──────── Extracted records ────────
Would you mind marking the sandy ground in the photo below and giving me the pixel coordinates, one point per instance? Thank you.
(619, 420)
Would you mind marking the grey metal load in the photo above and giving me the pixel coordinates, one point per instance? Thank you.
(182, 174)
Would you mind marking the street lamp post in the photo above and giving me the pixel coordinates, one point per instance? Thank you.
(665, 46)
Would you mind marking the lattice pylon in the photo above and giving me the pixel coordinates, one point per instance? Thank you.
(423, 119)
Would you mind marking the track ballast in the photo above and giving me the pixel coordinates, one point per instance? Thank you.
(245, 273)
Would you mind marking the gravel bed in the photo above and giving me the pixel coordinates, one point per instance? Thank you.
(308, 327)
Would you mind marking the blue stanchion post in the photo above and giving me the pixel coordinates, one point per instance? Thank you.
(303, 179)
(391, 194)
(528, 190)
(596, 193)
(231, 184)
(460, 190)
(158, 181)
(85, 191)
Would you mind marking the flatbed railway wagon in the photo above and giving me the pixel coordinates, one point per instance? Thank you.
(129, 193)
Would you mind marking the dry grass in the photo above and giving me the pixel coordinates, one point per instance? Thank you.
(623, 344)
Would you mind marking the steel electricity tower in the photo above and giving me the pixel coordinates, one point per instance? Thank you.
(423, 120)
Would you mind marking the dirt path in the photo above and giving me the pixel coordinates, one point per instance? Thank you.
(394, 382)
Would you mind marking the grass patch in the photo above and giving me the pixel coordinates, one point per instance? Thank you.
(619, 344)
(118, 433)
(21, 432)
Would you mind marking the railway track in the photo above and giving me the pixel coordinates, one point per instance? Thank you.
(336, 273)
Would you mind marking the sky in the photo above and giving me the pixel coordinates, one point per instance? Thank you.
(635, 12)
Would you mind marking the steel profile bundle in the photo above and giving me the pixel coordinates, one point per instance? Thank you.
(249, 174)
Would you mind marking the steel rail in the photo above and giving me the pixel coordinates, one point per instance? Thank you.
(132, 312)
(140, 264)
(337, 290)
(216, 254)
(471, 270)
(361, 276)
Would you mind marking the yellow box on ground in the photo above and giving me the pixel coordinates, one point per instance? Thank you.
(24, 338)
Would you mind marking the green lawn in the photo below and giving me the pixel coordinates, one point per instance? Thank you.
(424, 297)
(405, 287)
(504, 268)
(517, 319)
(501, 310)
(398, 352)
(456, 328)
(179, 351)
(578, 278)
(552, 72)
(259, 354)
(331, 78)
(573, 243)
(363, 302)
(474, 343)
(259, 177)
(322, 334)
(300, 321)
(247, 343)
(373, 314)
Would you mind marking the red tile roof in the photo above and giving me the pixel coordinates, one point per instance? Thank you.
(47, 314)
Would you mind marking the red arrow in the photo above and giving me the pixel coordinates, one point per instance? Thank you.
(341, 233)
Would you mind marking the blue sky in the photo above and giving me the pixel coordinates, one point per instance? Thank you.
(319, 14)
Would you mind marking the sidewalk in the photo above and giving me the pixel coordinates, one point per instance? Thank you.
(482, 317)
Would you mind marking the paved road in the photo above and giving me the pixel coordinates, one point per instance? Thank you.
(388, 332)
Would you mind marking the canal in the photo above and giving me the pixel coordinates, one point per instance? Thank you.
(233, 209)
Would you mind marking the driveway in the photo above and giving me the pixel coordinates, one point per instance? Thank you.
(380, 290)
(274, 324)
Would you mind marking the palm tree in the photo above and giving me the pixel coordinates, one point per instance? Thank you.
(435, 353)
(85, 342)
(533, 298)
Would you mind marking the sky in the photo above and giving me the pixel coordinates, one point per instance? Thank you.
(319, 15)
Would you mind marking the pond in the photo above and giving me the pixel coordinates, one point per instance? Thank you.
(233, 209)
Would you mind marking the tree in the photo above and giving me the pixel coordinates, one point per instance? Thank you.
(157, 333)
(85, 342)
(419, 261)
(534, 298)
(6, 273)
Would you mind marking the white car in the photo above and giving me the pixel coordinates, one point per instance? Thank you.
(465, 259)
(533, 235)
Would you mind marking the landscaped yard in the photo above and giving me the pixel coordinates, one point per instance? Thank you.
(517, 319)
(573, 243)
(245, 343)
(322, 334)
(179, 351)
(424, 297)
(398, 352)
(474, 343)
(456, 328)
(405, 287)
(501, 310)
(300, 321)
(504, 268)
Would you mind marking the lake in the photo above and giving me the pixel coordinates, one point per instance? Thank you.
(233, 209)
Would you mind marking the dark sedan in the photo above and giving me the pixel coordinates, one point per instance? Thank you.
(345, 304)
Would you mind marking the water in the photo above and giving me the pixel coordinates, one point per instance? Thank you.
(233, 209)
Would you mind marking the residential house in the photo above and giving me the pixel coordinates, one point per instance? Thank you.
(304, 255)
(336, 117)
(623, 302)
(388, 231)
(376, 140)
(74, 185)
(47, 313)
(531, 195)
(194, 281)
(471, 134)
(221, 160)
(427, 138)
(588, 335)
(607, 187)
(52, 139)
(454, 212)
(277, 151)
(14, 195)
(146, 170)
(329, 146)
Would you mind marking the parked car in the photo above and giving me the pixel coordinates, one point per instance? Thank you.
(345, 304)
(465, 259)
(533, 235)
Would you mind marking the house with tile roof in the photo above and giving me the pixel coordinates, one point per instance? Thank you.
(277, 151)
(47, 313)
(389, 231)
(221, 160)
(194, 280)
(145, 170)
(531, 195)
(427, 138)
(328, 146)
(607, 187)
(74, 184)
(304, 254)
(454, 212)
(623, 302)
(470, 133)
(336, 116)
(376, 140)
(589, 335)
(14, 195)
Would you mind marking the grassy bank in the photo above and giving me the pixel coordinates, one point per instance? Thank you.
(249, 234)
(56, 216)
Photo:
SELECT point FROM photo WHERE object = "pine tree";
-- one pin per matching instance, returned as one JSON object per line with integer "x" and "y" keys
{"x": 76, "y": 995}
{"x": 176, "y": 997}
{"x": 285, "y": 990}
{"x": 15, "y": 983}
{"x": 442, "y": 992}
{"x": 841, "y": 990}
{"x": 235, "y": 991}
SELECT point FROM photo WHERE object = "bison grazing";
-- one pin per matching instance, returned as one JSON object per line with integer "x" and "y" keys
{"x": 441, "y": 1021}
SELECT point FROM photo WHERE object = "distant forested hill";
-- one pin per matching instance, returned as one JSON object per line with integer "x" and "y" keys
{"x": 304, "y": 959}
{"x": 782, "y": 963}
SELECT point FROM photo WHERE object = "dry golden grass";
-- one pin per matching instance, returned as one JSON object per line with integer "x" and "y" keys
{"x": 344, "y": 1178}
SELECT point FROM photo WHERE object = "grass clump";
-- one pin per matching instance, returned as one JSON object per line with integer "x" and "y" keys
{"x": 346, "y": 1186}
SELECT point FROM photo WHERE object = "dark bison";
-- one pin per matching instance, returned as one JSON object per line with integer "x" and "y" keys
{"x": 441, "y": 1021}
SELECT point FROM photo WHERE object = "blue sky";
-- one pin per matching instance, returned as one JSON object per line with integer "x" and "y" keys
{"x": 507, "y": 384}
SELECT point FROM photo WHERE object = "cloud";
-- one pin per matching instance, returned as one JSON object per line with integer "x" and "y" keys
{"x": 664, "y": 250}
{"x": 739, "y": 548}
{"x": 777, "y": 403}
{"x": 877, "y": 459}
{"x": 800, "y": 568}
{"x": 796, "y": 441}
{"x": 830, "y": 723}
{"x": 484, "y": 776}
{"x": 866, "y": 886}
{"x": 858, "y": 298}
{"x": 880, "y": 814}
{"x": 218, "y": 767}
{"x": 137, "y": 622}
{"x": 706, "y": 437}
────────
Exercise task: Reproduce the full listing word for word.

Exercise output:
Would you mind marking the sandy ground in the photo below and giving me the pixel coordinates, one point per instance? Thank you.
(619, 420)
Would you mind marking the grey metal load in the photo above and giving me the pixel coordinates, one point per instance? Thank you.
(182, 174)
Would you mind marking the street lamp post in the photo above and giving me the pixel coordinates, one point per instance? Thank you.
(665, 46)
Would you mind marking the lattice pylon in the photo above and giving me the pixel coordinates, one point per instance? Thank you.
(423, 119)
Would you mind marking the track ballast in the photo above and giving me the pixel coordinates, one point per instance? Thank you.
(245, 273)
Would you mind marking the gravel bed in the photo above and giving me the pixel coordinates, one point per instance? Thank you.
(308, 327)
Would you mind marking the blue stanchion post in the photo above and giving me the pixel coordinates, one point per instance? Thank you.
(303, 179)
(391, 194)
(528, 190)
(596, 193)
(231, 184)
(460, 190)
(158, 181)
(85, 191)
Would you mind marking the flatbed railway wagon in the photo above and giving me the pixel coordinates, one point per instance? Thank you.
(129, 193)
Would you mind marking the dry grass in the photo above and giving me the pixel coordinates, one point per instance? Thank you.
(623, 344)
Would you mind marking the steel electricity tower in the photo above and giving me the pixel coordinates, one point per instance? Thank you.
(423, 120)
Would you mind marking the dirt path in the photo above and giving me the pixel coordinates, one point per instance? Thank you.
(394, 382)
Would you mind marking the grass patch in the photo above and giving me the pixel coordinates, one point per instance? Thank you.
(619, 344)
(118, 433)
(21, 432)
Would you mind marking the railway track in the photo above and giving me the pixel coordinates, one point per instance? Thank you.
(336, 273)
Would you mind marking the sky in the photo above and giving me the pixel coordinates, one point per instance? Thank you.
(635, 12)
Would you mind marking the steel profile bundle in the photo above and giving me the pixel coordinates, one point per instance? Thank you.
(249, 174)
Would you mind marking the steel rail in the photo above and giving me the pixel coordinates, one point per instance? Thank you.
(132, 312)
(140, 264)
(337, 290)
(216, 254)
(471, 270)
(361, 276)
Would you mind marking the yellow box on ground in the photo above and giving me the pixel coordinates, one point per instance? Thank you.
(24, 338)
Would you mind marking the green lawn in the photo below and giving me the pixel coordinates, one point per instance? Thank you.
(424, 297)
(405, 287)
(504, 268)
(517, 319)
(501, 310)
(398, 352)
(456, 328)
(179, 351)
(578, 278)
(552, 72)
(259, 354)
(331, 78)
(573, 243)
(363, 302)
(474, 343)
(259, 177)
(322, 334)
(300, 321)
(247, 343)
(373, 314)
Would you mind marking the red tile roof in the photo above and giving me the pixel coordinates, one point per instance? Thank you.
(47, 314)
Would you mind marking the red arrow in the photo above and giving me the pixel coordinates, one point per instance? Thank you.
(341, 233)
Would you mind marking the blue sky in the photo above and giving me the pixel coordinates, one point per instance? Thank you.
(319, 14)
Would you mind marking the sidewalk in the photo above and giving me the pixel coordinates, one point per instance? Thank you.
(482, 317)
Would you mind marking the paved road in the photo above and giving me the pixel coordinates, one point per instance? Thank you.
(388, 332)
Would you mind marking the canal in the photo above and giving me the pixel coordinates, one point per instance? Thank you.
(233, 209)
Would you mind marking the driveway in the photo above and giving me the pixel coordinates, one point per instance? Thank you.
(380, 290)
(274, 324)
Would you mind marking the palm tree in the photo above and giving me the pixel coordinates, one point per instance? Thank you.
(435, 353)
(85, 342)
(533, 298)
Would you mind marking the sky in the photo above and giving me the pixel coordinates, one point per instance? Thank you.
(319, 15)
Would you mind marking the pond in the photo above and giving me the pixel coordinates, one point per instance? Thank you.
(233, 209)
Would you mind marking the tree in the photo above and giving me the pixel coordinates, one point per instance? Thank you.
(157, 333)
(85, 342)
(419, 261)
(534, 298)
(6, 273)
Would you mind marking the white car in the photo above and giving me the pixel coordinates, one point per instance? Thank you.
(465, 259)
(533, 235)
Would you mind marking the landscaped yard in the photo above and giving me the pixel coordinates, one point per instance? Thank you.
(517, 319)
(573, 243)
(245, 343)
(322, 334)
(179, 351)
(424, 297)
(398, 352)
(474, 343)
(456, 328)
(405, 287)
(501, 310)
(300, 321)
(504, 268)
Would you mind marking the lake in the photo above and giving me the pixel coordinates, one point per instance? Thank you.
(233, 209)
Would you mind marking the dark sedan in the photo above and giving me the pixel coordinates, one point per instance? Thank you.
(345, 304)
Would you mind marking the water in the photo above and giving me the pixel coordinates, one point per instance? Thank you.
(233, 209)
Would you mind marking the residential house in the photo above and giving me the pixel coordinates, one point per instance? Thank you.
(304, 255)
(336, 117)
(623, 302)
(388, 231)
(376, 140)
(74, 185)
(47, 313)
(531, 195)
(194, 281)
(471, 134)
(221, 160)
(427, 138)
(588, 335)
(607, 187)
(52, 139)
(454, 212)
(277, 151)
(14, 195)
(146, 170)
(329, 146)
Would you mind marking the parked car in the photo above and giving me the pixel coordinates, one point per instance? Thank you.
(345, 304)
(465, 259)
(533, 235)
Would you mind marking the house with tile roof in the photo above and giving me the pixel coordinates, one point per instance? Thank you.
(277, 151)
(47, 313)
(389, 231)
(221, 160)
(194, 280)
(145, 170)
(531, 195)
(427, 138)
(328, 146)
(607, 187)
(74, 184)
(304, 254)
(454, 212)
(623, 302)
(470, 133)
(336, 116)
(376, 140)
(589, 335)
(14, 195)
Would you mind marking the grassy bank in the photo above and giving me the pixel coordinates, one point per instance? Thank you.
(249, 234)
(56, 216)
Photo:
SELECT point FROM photo WHERE object = "pine tree";
-- one pin per matching instance, returned as one JSON object per line with integer "x" and "y" keys
{"x": 76, "y": 995}
{"x": 176, "y": 997}
{"x": 285, "y": 990}
{"x": 15, "y": 983}
{"x": 442, "y": 992}
{"x": 841, "y": 990}
{"x": 235, "y": 991}
SELECT point FROM photo WHERE object = "bison grazing";
-- one pin per matching instance, returned as one JSON object per line with integer "x" and "y" keys
{"x": 441, "y": 1021}
SELECT point FROM photo WHERE object = "distant forested hill";
-- one pin per matching instance, returned as one JSON object per line with integer "x" and "y" keys
{"x": 304, "y": 959}
{"x": 782, "y": 963}
SELECT point FROM photo WHERE object = "dry golden grass";
-- one pin per matching instance, returned as one JSON object per line with integer "x" and "y" keys
{"x": 344, "y": 1178}
SELECT point FROM photo WHERE object = "grass clump";
-- one pin per matching instance, returned as one JSON object per line with integer "x" and "y" keys
{"x": 346, "y": 1186}
SELECT point FROM photo WHERE object = "dark bison";
-- one pin per matching instance, returned as one JSON object per line with integer "x" and "y" keys
{"x": 441, "y": 1021}
SELECT point FROM photo WHERE object = "blue sky";
-- one pin per matching instance, returned as one JSON object per line with integer "x" and "y" keys
{"x": 507, "y": 384}
SELECT point FROM photo WHERE object = "cloud";
-- one pin per matching instance, returned as one JSON object per line with integer "x" and "y" keys
{"x": 664, "y": 250}
{"x": 739, "y": 548}
{"x": 777, "y": 403}
{"x": 877, "y": 459}
{"x": 800, "y": 568}
{"x": 796, "y": 441}
{"x": 830, "y": 723}
{"x": 484, "y": 776}
{"x": 866, "y": 886}
{"x": 858, "y": 298}
{"x": 880, "y": 814}
{"x": 218, "y": 767}
{"x": 137, "y": 622}
{"x": 706, "y": 437}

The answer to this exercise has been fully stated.